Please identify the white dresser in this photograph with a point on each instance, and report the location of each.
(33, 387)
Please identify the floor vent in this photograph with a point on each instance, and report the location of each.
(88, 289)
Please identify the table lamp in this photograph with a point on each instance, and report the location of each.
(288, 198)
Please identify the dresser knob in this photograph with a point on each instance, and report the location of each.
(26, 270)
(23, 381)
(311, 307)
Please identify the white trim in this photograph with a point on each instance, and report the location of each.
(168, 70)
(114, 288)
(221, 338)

==

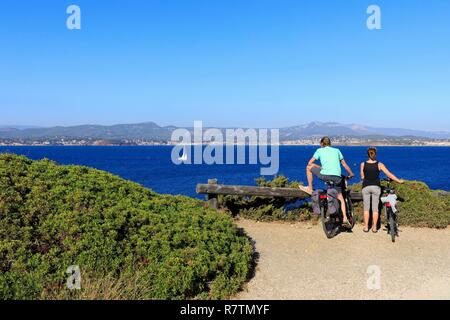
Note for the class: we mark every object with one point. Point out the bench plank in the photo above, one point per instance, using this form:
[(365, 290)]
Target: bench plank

**The problem**
Your answer should be a single number: how many lines of the listing hold the string "bench".

**Result of the task**
2